- [To be done] Pull out each line of the records below that contains the string "Query". Case matters.

-- begin --

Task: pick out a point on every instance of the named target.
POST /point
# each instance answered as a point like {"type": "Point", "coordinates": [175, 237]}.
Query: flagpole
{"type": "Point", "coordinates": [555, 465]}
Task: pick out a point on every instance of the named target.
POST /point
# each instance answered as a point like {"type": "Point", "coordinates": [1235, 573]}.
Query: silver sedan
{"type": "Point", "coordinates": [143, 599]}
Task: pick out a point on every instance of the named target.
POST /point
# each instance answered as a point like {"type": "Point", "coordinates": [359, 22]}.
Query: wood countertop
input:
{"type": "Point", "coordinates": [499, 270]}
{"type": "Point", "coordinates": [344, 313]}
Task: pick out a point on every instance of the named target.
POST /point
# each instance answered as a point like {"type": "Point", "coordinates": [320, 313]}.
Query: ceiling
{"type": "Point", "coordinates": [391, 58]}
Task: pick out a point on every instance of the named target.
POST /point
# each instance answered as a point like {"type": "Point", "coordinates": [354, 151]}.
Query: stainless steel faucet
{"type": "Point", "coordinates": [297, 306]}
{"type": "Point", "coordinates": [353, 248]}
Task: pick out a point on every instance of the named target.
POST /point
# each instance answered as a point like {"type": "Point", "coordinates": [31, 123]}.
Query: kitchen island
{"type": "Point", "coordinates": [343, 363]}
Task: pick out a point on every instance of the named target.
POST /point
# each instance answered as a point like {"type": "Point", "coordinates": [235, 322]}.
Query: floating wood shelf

-- end --

- [Result]
Query: flagpole
Query: silver sedan
Query: wood countertop
Query: ceiling
Query: stainless steel faucet
Query: kitchen island
Query: floating wood shelf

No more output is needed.